* **Your objective**: What lines below contain the string "jacket"? List them all.

··· Source material

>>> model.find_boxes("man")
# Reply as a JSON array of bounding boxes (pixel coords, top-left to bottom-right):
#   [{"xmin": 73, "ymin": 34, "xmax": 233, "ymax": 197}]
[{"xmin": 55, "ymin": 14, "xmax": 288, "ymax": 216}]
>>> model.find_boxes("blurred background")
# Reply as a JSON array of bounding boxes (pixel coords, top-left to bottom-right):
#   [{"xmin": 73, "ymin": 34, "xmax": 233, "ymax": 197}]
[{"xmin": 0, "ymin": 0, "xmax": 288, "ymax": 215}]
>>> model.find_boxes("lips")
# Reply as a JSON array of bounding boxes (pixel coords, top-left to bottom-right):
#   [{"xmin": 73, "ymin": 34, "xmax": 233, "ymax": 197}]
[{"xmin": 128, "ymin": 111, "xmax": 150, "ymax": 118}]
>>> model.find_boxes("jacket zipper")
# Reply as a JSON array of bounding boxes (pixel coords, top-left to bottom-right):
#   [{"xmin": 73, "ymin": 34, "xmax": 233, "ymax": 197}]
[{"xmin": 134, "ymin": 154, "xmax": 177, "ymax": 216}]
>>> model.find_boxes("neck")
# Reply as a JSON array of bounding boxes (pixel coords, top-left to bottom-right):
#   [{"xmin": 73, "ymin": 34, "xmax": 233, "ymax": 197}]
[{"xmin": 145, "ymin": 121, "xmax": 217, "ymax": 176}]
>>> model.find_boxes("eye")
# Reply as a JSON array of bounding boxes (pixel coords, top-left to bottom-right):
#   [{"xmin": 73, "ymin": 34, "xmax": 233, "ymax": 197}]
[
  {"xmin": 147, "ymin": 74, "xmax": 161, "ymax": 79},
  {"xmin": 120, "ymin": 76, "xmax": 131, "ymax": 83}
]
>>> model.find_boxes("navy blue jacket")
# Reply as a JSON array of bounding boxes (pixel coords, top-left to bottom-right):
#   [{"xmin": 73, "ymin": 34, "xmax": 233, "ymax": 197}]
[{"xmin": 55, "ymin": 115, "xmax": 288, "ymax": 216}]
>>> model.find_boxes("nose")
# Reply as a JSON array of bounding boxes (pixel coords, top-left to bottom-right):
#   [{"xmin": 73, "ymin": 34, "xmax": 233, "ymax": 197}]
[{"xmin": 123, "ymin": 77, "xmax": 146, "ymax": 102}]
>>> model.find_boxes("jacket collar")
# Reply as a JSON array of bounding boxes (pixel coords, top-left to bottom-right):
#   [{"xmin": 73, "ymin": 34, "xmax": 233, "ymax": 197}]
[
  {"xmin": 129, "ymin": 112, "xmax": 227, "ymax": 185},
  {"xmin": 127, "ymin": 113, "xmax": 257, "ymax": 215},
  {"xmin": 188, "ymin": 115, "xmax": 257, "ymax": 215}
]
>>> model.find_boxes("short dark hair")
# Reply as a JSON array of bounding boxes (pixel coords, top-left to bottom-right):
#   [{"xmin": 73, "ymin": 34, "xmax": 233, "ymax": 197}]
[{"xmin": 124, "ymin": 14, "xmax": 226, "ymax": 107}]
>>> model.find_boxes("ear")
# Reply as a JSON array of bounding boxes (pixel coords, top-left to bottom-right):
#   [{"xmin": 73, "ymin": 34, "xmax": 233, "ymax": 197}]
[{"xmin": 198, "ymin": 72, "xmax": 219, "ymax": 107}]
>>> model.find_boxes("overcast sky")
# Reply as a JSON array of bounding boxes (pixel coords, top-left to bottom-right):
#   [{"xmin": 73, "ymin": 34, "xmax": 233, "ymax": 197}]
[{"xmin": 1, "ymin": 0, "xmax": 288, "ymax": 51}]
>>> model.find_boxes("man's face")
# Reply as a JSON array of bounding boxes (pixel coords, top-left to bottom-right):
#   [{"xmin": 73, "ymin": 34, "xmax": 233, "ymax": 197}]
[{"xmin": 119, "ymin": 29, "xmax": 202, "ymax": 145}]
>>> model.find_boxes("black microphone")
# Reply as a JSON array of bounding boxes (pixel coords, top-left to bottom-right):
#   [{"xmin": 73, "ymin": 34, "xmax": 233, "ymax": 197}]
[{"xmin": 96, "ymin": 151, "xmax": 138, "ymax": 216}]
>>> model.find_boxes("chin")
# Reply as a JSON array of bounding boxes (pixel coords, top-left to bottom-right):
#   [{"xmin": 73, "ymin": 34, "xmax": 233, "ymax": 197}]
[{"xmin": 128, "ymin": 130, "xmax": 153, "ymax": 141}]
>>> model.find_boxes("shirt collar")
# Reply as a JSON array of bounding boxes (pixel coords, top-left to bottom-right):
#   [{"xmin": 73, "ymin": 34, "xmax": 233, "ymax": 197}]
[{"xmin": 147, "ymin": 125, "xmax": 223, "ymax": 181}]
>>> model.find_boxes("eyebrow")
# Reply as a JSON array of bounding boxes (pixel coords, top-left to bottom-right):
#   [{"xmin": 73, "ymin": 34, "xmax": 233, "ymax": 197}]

······

* **Solution to the exercise**:
>>> model.find_boxes("jacket zipper")
>>> model.find_boxes("navy blue jacket")
>>> model.find_boxes("jacket collar")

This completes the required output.